Source material -

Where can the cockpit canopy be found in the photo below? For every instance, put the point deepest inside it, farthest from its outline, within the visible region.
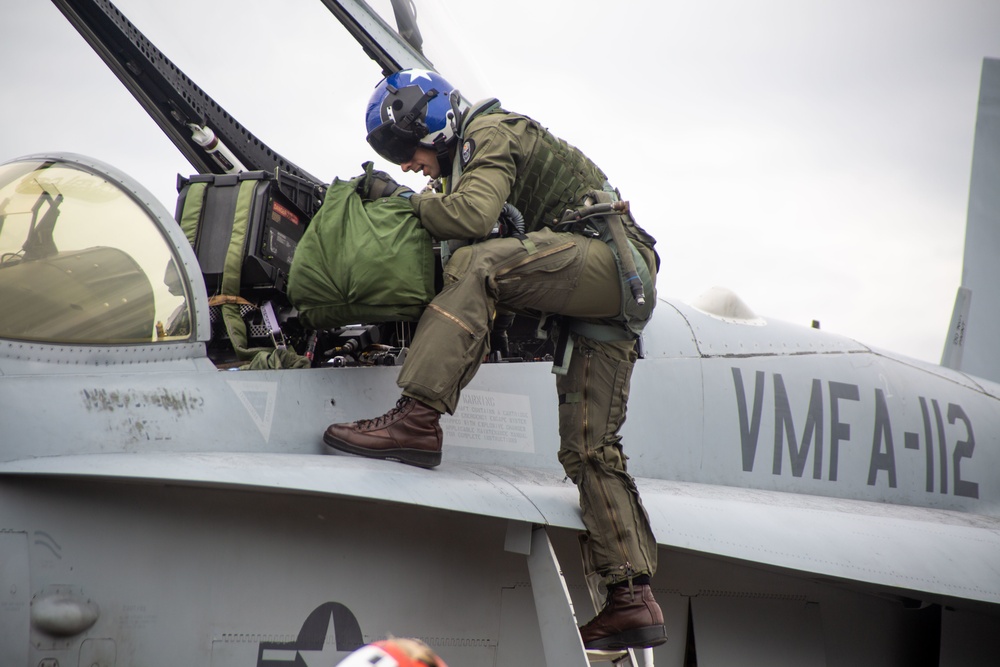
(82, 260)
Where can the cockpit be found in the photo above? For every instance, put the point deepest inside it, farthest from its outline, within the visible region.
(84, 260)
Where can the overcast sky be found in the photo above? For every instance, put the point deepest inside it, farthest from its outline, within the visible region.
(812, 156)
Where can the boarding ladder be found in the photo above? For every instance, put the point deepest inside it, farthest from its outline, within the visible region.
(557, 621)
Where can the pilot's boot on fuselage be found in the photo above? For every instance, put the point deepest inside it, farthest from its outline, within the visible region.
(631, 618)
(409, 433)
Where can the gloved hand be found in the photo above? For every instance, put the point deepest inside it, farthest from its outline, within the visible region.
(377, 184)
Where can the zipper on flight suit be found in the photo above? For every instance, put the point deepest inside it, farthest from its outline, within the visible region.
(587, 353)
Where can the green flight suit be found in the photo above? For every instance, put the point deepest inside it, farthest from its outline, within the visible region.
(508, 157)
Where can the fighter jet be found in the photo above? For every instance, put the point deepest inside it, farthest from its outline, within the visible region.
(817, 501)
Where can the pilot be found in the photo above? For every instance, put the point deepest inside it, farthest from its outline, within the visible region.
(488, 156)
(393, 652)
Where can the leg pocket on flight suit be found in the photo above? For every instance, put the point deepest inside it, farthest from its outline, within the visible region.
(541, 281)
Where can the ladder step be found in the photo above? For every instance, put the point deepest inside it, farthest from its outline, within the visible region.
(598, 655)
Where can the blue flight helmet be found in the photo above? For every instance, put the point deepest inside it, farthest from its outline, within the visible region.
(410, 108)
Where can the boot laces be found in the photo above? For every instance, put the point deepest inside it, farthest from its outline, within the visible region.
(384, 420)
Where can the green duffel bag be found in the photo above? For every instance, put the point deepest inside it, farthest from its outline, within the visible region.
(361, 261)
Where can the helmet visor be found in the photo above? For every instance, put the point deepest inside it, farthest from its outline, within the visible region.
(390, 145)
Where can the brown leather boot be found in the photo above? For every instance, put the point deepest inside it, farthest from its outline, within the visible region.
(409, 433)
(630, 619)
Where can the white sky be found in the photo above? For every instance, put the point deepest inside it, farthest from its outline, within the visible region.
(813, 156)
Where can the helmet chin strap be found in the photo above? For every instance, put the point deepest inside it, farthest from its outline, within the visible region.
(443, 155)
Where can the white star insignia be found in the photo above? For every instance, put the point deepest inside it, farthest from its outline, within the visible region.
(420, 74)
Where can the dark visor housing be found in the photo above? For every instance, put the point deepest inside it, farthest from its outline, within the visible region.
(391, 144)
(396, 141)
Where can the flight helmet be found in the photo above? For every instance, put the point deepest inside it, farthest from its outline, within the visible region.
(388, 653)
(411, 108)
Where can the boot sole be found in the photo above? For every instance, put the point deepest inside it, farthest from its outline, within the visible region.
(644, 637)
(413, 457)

What the task requires - Every line from the one containing "Where can the white star" through the final line of the data above is to be restated word for word, and nothing more.

Task answer -
Where can the white star insignia be found in the photo above? For every instance, put the point deepest inside it, farthest from its outline, within the visible region.
(420, 74)
Where can the dark visor housing be found in the photo above? For every instance, put the point deepest inside it, farthest from its outline, within the visible region.
(391, 144)
(396, 141)
Where can the flight helmet be found in the photo above? For every instance, put the point deepest inside it, farthest from its outline, within the visible region.
(388, 653)
(411, 108)
Where can the boot sole be found in the photo above? For every instance, put the point deepest inside it, farthest from its outline, within the visible region.
(644, 637)
(413, 457)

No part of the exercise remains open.